(Records for the task)
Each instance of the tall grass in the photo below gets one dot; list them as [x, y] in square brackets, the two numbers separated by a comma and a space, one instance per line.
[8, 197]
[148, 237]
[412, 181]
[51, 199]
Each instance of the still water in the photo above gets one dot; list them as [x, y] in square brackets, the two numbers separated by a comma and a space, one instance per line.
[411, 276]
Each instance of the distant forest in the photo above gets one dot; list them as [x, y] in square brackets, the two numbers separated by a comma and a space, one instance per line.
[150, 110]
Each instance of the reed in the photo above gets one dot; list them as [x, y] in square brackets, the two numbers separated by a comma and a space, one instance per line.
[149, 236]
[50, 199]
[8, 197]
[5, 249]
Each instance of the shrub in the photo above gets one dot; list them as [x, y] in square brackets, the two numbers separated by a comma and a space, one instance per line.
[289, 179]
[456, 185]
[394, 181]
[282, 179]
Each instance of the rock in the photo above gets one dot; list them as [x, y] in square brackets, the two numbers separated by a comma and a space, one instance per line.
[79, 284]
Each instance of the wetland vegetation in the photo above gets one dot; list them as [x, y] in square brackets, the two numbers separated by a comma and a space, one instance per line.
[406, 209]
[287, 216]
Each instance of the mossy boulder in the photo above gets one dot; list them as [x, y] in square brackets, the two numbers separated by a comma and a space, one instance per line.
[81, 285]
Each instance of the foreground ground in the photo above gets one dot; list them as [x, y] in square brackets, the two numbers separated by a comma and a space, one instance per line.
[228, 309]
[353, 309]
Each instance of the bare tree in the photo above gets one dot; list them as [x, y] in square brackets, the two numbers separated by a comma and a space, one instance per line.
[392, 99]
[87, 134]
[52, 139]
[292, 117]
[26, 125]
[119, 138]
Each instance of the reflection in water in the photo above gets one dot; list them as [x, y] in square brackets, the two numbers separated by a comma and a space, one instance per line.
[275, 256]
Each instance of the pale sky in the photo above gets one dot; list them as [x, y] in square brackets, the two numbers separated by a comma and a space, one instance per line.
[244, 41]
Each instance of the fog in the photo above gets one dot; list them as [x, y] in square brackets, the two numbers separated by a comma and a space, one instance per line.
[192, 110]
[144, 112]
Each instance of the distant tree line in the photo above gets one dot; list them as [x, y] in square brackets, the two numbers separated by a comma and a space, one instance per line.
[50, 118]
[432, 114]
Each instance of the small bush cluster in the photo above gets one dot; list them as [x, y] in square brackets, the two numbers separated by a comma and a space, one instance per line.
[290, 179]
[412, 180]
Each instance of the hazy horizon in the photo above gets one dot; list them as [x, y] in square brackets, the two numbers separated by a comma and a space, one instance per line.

(Task details)
Copy the whole listing above line for line, leaving every character unchanged.

(Exercise output)
Each instance of the tall grass in the photo below gets one dot; list them as [x, y] in square brackets, the two numbers separated by a comma and a space, one instance per line.
[8, 197]
[148, 237]
[412, 181]
[51, 199]
Each instance of the still water in the photo above gets one dot; list them as [x, y] in square brackets, the two numbers separated by a comma and a space, one instance per line.
[411, 276]
Each instance of the distant forest in the photo above gets one dot; list them as [x, y] in square brackets, the two numbers separated by a comma and a space, one instance per line.
[150, 110]
Each instance of the reed in the photo above gets one dot; list them as [x, y] in square brackets, the two numbers separated by a comma and a space, one instance per line.
[149, 236]
[50, 199]
[8, 197]
[5, 249]
Each instance of the shrub in the photo above gets one dot; list them as [x, y] in square brackets, the two numbers separated by a comma and a space, one instance per line.
[289, 179]
[456, 185]
[394, 181]
[282, 179]
Each instance of the rock in the photo above gets one dot; list them as [x, y] in square brackets, the two numbers separated by a comma and a space, one instance per line.
[79, 284]
Each instance of the wetland vegetation in the photo above gets one dot; list them as [x, y] in square brackets, the two numbers separated by a comma and a space, one instance per line.
[406, 209]
[287, 216]
Each instance of the mossy boulder in the photo above gets one dot; list them as [x, y] in square brackets, the two numbers separated by a comma and a space, one instance per line.
[81, 285]
Each instance of the foreground ground in the photo above gets one dot; list them as [x, y] in square brackets, the two numbers separated by a comma and a space, one instance per line.
[228, 309]
[353, 309]
Each instance of the bare tree in the photo above gets one dot; list them as [x, y] in square brackets, the two numbers separated by a comma and a space, one instance per line.
[392, 99]
[87, 134]
[52, 139]
[292, 117]
[26, 125]
[119, 138]
Each instance of the reflection in water in the photo above gets one dot; list them as [x, y] in square brackets, the two numbers separated by a comma and a space, one instance per line.
[275, 256]
Each instance of the pale sky in the photo above gets one dot; list them as [x, y] in square brackets, the two numbers separated by a comma and a space, one instance per line.
[244, 41]
Each instance of the fog in the photo above gets one dot; list them as [x, y] in square brackets, the two numbers separated by a comma and a space, one instance per line.
[192, 110]
[144, 112]
Each instance of the distant tree line in the photo above gets one dot; list them as [x, y] in square brackets, the two numbers separated by a comma and a space, one instance per line.
[50, 118]
[432, 114]
Each instance of the small bush cluster in the photo above gets one dot; list them as [x, y] in square brackets, the two numbers separated by a comma and a space, one instance per line.
[290, 179]
[412, 180]
Each instance of the hazy horizon in the photo above gets one dot; list them as [x, y] in square brackets, the two numbers separated by a comma and a space, one instance per line.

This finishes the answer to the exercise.